● **PASSAGE PROVIDED**:
######
The execution subject of the image processing method may be an image processing device. For example, the image processing method may be executed by a terminal device or a server or other processing device, wherein the terminal device may be a user equipment (UE), a mobile device, a user terminal, a terminal, a cellular phone, a cordless phone, a personal digital assistant (PDA), a handheld device, a computing device, an in-vehicle device, a wearable device, etc. In some possible implementations, the image processing method may be implemented by a processor calling computer readable instruction stored in a memory.
In a possible implementation, the first image is an image including at least one target object, and the first image has the target style. A style of image includes brightness, contrast ratio, illumination, color, artistic characteristics or graphic design, etc in the image. In an example, the first image may be an RGB image captured in an environment of daytime, nighttime, rain, fog, etc, and the first image includes at least one target object such as motor vehicle, non-motor vehicle, person, traffic sign, traffic light, tree, animal, building, obstacle, etc. In the first image, an area other than the area in which the target object is located is the background area.
In a possible implementation, the first semantic segmentation mask is a semantic segmentation mask marking the area in which the target object is located. For example, in an image including multiple target objects such as vehicle, person, and/or non-motor vehicle, etc., the first semantic segmentation mask may be a segmentation coefficient map (e.g., binary segmentation coefficient map) marking the position of the area in which the target object is located. For example, in the area in which the target object is located, the segmentation coefficient is 1; in the background area, the segmentation coefficient is 0; the first semantic segmentation mask may indicate the contour of the target object (e.g., vehicle, person, obstacle, etc.).
FIG. 2 is a schematic diagram of the first semantic segmentation mask according to an embodiment of the present disclosure. As shown in FIG. 2, the image includes a vehicle; the first semantic segmentation mask of the image is a segmentation coefficient map marking the position of the area in which the vehicle is located. In other words, in the area in which the vehicle is located, the segmentation coefficient is 1 (shown by the shadow in FIG. 2); in the background area, the segmentation coefficient is 0.
######
● **EXTRACTED RECORDS**:
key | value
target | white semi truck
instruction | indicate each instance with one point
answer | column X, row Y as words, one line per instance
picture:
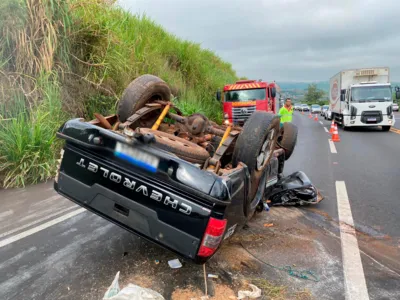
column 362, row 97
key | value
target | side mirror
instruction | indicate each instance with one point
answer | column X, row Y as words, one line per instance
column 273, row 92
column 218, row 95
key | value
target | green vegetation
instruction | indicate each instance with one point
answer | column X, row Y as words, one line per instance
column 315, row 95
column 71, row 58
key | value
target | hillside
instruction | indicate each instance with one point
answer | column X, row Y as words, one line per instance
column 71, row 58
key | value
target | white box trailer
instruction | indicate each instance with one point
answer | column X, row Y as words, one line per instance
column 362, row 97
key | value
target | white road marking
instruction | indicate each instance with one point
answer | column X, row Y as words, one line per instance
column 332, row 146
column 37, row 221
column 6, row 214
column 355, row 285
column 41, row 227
######
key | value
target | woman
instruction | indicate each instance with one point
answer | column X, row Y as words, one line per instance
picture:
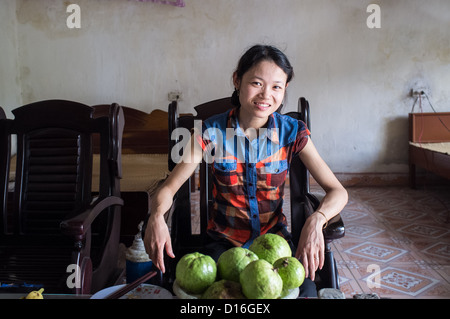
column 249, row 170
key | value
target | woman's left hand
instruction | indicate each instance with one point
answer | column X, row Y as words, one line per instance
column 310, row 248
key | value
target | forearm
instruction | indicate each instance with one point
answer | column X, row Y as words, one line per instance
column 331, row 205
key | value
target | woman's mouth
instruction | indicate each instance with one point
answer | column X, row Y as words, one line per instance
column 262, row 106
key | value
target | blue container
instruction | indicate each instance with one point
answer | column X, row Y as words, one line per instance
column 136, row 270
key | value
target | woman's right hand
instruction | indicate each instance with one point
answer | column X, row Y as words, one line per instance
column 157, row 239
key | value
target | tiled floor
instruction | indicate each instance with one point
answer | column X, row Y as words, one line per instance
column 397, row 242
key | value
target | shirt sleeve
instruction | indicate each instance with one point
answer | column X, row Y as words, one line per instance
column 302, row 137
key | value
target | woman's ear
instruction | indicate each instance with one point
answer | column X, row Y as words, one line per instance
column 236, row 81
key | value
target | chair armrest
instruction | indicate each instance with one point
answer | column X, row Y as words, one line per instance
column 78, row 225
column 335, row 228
######
● **TASKS AND EXERCISES**:
(A) Answer these questions using the passage on image processing above the records:
(i) What can implement the image processing method by calling computer readable instruction stored in a memory?
(ii) What is the area of the first image other than the area in which the target object is located called?
(iii) In FIG. 2, what is shown by the shadow?
(B) Duplicate the stretch of the image processing passage from "The execution subject" through "in a memory.".
(C) Pick up the passage on image processing and semantic segmentation masks where it stops, and continue it.

● **ANSWERS TO EACH TASK**:
(A)
(i) A processor.
(ii) The background area.
(iii) The segmentation coefficient of 1 in the area in which the vehicle is located.

(B)
The execution subject of the image processing method may be an image processing device. For example, the image processing method may be executed by a terminal device or a server or other processing device, wherein the terminal device may be a user equipment (UE), a mobile device, a user terminal, a terminal, a cellular phone, a cordless phone, a personal digital assistant (PDA), a handheld device, a computing device, an in-vehicle device, a wearable device, etc. In some possible implementations, the image processing method may be implemented by a processor calling computer readable instruction stored in a memory.

(C)
In a possible implementation, the second semantic segmentation mask is a semantic segmentation mask marking the background area other than the area in which the target object is located. For example, in an image including multiple target objects such as vehicle, person, and/or non-motor vehicle, etc., the second semantic segmentation mask may be a segmentation coefficient map (e.g., binary segmentation coefficient map) marking the position of the background area. For example, in the area in which the target object is located, the segmentation coefficient is 0; in the background area, the segmentation coefficient is 1.
FIG. 3 is a schematic diagram of the second semantic segmentation mask according to an embodiment of the present disclosure. As shown in FIG. 3, an image includes a vehicle. The second semantic segmentation mask for the image is a segmentation coefficient map making the position of the background area other than the area in which the vehicle is located. In other words, in the area in which the vehicle is located, the segmentation coefficient is 0; in the background area, the segmentation coefficient is 1 (indicated by the shadow in FIG. 3).
In a possible implementation, a first semantic segmentation mask and a second semantic segmentation mask may be obtained according to the image to be processed including the target object.
FIG. 4 is a flow chart of the image processing method according to an embodiment of the present disclosure. As shown in FIG. 4, the method further comprises:
Step S14 of performing a semantic segmentation on an image to be processed to obtain the first semantic segmentation mask and the second semantic segmentation mask.
In a possible implementation, in the step S14, the image to be processed may be any image including any target object. The first semantic segmentation mask and the second semantic segmentation mask of the image to be processed can be obtained by marking the image to be processed. Alternatively, a semantic segmentation network may be used to perform a semantic segmentation on the image to be processed to obtain the first semantic segmentation mask and the second semantic segmentation mask of the image to be processed. The present disclosure does not limit the method of semantic segmentation.
In a possible implementation, the first semantic segmentation mask and the second semantic segmentation mask may be semantic segmentation masks generated randomly. For example, it is possible to randomly generate the first semantic segmentation mask and the second semantic segmentation mask by an image generation network, without performing semantic segmentation on a specific image. The present disclosure does not limit the method for obtaining the first semantic segmentation mask and the second semantic segmentation mask.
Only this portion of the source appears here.